[start Record excerpts]

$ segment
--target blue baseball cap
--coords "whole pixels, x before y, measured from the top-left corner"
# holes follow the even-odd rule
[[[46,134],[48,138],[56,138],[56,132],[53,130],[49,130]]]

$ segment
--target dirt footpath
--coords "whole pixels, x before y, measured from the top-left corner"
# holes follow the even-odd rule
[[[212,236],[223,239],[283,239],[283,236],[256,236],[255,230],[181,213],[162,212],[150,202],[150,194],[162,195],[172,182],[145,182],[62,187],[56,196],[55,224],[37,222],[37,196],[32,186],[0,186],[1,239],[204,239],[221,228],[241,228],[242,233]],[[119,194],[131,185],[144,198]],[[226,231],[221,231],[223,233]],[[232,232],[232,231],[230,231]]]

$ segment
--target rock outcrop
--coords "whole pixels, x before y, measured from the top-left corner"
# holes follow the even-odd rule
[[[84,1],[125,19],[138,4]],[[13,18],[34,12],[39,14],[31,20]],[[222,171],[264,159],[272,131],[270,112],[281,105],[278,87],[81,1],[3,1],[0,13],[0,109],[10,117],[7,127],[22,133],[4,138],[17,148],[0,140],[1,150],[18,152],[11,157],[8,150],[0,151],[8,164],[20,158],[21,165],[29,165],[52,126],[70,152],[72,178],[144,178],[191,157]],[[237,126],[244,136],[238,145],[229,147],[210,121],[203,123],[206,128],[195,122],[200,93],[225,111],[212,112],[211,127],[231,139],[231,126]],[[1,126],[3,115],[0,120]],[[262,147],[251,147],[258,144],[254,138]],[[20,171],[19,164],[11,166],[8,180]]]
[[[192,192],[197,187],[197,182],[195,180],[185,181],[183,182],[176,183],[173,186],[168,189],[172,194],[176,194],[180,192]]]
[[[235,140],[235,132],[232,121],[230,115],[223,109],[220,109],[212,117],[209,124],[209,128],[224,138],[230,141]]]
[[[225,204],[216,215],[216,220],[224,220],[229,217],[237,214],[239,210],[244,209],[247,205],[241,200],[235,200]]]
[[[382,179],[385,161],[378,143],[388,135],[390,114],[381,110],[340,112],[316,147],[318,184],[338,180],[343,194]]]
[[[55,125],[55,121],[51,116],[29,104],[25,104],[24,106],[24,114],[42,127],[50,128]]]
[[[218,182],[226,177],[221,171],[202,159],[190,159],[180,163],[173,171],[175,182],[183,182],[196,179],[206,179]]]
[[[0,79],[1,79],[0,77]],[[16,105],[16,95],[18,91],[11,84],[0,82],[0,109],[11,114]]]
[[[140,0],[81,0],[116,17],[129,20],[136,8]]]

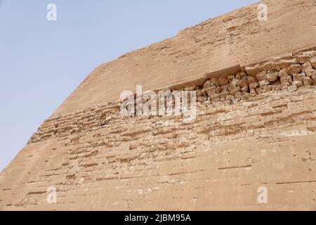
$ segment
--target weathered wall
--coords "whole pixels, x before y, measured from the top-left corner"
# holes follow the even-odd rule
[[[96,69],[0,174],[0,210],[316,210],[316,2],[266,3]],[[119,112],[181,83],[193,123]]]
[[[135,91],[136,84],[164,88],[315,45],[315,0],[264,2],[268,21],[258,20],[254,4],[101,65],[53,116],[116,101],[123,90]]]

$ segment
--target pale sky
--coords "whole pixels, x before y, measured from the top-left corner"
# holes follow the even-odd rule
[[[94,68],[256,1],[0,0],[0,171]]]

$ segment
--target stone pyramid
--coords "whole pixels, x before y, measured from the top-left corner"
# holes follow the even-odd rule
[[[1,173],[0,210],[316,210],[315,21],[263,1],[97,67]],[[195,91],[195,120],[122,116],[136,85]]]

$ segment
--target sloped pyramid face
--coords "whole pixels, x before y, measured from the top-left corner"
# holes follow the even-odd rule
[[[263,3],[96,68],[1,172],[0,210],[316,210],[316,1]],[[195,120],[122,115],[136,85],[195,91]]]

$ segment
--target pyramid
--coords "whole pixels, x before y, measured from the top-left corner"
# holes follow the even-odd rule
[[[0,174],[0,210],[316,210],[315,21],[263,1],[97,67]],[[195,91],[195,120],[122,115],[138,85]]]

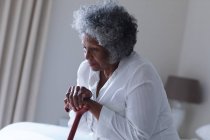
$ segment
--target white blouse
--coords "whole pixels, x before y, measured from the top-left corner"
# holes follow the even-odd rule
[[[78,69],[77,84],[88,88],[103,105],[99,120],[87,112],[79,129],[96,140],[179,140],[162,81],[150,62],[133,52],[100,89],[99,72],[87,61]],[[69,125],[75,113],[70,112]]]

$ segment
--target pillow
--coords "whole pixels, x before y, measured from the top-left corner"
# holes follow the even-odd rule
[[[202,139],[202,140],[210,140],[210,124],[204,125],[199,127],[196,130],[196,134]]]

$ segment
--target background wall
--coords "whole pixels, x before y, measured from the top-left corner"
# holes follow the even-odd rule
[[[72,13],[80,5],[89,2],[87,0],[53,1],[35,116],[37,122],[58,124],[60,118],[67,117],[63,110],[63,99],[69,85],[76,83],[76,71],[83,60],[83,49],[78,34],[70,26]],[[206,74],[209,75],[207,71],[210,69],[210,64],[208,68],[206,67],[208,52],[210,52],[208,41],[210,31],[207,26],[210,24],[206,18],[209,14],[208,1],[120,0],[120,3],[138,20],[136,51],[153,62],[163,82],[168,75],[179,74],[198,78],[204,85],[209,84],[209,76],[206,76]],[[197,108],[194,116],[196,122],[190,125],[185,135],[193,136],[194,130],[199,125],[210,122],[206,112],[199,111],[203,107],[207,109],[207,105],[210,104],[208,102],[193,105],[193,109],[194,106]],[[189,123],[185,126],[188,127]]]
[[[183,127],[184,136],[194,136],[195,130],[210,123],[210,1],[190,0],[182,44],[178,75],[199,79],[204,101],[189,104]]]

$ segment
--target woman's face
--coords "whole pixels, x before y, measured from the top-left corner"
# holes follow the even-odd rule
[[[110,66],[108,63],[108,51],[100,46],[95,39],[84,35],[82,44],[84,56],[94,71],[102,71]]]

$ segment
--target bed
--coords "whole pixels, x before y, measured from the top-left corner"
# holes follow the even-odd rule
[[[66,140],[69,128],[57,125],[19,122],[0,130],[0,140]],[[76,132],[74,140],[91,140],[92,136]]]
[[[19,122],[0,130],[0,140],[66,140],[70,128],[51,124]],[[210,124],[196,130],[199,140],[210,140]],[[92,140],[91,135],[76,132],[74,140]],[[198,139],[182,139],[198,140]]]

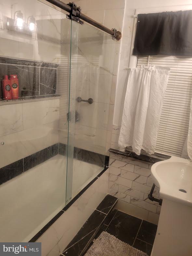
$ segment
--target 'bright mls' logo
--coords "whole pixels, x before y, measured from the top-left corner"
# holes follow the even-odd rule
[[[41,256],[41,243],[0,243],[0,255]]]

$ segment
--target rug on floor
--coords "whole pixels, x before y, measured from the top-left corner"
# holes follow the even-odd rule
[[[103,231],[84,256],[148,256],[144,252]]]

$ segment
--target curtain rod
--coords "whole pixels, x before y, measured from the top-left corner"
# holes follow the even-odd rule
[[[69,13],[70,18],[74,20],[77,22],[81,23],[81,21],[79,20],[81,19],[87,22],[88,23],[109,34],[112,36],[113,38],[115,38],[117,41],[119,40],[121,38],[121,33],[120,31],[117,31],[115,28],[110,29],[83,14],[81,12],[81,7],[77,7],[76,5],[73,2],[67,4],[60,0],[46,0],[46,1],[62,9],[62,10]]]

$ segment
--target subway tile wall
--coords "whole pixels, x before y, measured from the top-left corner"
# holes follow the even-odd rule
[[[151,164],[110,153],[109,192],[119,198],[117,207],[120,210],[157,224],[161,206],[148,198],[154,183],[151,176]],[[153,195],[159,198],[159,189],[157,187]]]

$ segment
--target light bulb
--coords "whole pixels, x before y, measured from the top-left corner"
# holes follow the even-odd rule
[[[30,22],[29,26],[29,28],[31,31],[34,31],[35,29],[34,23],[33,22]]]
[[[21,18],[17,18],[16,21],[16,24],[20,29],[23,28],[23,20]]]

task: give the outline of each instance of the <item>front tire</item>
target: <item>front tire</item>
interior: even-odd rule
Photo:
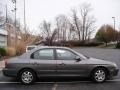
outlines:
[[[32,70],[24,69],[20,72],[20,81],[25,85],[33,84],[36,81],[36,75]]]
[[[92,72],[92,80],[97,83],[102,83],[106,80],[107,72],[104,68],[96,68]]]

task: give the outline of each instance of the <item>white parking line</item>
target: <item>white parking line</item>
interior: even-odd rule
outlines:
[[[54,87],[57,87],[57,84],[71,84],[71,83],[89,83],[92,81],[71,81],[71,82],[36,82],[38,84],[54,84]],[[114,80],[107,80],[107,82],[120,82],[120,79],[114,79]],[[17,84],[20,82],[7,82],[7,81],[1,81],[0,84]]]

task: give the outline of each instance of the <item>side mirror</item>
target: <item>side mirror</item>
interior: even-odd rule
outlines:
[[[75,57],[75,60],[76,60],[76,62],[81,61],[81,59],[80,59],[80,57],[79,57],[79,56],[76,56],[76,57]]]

[end Record excerpts]
[start Record excerpts]

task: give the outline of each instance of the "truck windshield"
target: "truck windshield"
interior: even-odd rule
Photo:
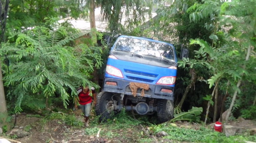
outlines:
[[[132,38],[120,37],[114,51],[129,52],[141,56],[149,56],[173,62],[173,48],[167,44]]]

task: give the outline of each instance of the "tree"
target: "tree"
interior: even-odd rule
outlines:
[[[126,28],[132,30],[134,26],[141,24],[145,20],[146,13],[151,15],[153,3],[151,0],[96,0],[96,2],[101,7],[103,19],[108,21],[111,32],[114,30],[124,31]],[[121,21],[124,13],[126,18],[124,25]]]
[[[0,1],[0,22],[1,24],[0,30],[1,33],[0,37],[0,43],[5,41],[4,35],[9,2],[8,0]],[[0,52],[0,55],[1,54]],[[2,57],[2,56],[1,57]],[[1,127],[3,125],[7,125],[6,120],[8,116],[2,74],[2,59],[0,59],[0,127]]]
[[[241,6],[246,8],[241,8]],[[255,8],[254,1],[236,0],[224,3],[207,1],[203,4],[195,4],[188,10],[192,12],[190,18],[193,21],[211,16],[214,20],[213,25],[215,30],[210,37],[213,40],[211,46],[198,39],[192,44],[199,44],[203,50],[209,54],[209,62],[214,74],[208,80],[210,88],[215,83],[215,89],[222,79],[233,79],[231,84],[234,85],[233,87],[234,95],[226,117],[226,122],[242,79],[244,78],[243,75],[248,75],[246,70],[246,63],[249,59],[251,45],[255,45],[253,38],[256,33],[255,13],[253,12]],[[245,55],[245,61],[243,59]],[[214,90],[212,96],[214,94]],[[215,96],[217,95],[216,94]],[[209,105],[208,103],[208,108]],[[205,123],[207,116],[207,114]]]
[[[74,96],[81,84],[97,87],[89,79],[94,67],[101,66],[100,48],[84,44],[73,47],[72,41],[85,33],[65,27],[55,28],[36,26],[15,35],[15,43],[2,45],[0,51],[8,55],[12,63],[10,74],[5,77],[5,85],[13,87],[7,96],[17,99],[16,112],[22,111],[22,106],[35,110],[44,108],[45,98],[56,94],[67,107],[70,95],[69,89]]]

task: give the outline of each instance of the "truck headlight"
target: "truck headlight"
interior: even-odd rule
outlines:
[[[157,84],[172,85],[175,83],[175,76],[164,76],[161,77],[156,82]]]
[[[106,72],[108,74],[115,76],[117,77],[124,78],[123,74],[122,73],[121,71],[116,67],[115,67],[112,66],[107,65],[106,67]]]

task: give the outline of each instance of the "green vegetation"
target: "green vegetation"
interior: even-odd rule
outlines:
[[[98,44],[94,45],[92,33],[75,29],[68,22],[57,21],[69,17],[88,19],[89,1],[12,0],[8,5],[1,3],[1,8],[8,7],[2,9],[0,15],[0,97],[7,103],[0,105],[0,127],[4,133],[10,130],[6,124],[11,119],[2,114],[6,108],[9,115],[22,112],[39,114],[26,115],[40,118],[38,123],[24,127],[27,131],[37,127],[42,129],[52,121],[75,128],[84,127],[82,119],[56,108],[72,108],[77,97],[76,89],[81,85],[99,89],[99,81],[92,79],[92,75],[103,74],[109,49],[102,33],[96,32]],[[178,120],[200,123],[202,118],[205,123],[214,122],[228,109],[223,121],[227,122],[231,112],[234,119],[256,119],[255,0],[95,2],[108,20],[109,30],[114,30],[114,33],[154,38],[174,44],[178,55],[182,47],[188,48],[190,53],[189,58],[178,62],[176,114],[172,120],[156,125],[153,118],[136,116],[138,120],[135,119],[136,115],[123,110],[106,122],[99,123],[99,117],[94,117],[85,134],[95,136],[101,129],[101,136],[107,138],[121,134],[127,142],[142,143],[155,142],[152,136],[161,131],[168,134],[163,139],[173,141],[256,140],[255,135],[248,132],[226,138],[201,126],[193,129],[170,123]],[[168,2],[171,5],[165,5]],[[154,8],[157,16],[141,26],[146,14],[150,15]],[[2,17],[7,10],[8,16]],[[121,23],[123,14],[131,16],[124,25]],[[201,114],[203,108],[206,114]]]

[end Record excerpts]

Pull out every line of the records that contains the string "tire", and treat uppercase and lowercase letters as different.

task: give the outline of each instance of the <item>front tire</item>
target: <item>front tire</item>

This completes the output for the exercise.